→ Goal of the exercise
Can you transcribe, word for word, the part of the article on the novel The Spare Man that starts with "2022 novel by" and continues through "for their honeymoon."?
Excerpted passage Start Marker
The Spare Man
- Author: Mary Robinette Kowal
- Language: English
- Genre: Science fiction; Mystery
- Publisher: Tor Books
- Pages: 368
- ISBN: 978-1-250-82917-7

= The Spare Man =

2022 novel by Mary Robinette Kowal

The Spare Man is a 2022 science fiction murder mystery novel by Mary Robinette Kowal. The novel was a finalist for the 2023 Hugo Award for Best Novel and the 2023 Locus Award for Best Science Fiction Novel.

==Plot==

Tesla Crane is a wealthy heiress and retired robotics engineer. She suffers from chronic pain and PTSD after a robotics accident that killed six crewmates; she walks with a cane and has a service dog named Gimlet. She and her spouse Shal travel on a cruise to Mars for their honeymoon.
Excerpted passage End Marker
Supplied records Start Marker
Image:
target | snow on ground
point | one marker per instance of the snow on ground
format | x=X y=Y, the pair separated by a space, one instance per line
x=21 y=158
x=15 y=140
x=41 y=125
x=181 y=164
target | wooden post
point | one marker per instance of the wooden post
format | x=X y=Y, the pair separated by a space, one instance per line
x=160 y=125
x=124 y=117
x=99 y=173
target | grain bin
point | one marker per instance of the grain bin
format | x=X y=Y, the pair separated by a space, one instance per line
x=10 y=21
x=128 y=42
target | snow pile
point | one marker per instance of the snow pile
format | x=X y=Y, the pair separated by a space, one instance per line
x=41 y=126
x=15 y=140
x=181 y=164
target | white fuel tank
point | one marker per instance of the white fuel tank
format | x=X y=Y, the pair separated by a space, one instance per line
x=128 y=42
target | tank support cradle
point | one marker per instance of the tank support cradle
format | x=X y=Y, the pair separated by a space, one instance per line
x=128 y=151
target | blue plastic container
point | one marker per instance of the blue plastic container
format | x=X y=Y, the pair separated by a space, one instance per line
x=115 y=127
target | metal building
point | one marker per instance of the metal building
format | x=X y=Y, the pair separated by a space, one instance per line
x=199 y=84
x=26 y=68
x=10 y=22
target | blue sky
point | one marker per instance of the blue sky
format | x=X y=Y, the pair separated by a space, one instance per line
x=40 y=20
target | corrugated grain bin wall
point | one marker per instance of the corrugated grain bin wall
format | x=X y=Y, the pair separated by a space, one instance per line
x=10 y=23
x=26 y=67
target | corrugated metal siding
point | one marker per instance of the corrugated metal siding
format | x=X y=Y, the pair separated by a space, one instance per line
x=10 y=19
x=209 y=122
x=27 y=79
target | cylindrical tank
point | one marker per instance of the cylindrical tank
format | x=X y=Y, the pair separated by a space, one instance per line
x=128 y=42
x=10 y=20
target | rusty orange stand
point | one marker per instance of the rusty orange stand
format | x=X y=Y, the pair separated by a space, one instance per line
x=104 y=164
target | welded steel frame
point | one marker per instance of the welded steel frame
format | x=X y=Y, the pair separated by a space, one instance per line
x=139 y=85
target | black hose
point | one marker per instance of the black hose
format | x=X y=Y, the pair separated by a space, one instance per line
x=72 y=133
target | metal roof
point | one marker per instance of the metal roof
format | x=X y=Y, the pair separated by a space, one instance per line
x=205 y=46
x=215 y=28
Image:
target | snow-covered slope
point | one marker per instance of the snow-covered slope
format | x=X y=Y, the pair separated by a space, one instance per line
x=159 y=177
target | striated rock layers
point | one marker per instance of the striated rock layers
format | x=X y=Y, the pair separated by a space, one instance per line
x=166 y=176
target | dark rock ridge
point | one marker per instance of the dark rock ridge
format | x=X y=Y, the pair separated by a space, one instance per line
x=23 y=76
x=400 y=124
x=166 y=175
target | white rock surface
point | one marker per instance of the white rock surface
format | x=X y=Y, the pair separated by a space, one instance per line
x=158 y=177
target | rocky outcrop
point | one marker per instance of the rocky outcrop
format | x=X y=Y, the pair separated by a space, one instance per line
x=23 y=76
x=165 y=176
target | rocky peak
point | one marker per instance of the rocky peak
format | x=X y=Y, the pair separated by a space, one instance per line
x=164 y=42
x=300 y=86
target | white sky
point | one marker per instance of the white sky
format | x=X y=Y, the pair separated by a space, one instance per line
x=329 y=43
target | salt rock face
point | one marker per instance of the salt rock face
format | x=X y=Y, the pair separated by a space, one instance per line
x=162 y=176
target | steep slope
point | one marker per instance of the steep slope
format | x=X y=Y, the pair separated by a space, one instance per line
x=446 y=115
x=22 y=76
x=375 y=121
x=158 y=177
Supplied records End Marker
→ Answer box
2022 novel by Mary Robinette Kowal

The Spare Man is a 2022 science fiction murder mystery novel by Mary Robinette Kowal. The novel was a finalist for the 2023 Hugo Award for Best Novel and the 2023 Locus Award for Best Science Fiction Novel.

==Plot==

Tesla Crane is a wealthy heiress and retired robotics engineer. She suffers from chronic pain and PTSD after a robotics accident that killed six crewmates; she walks with a cane and has a service dog named Gimlet. She and her spouse Shal travel on a cruise to Mars for their honeymoon.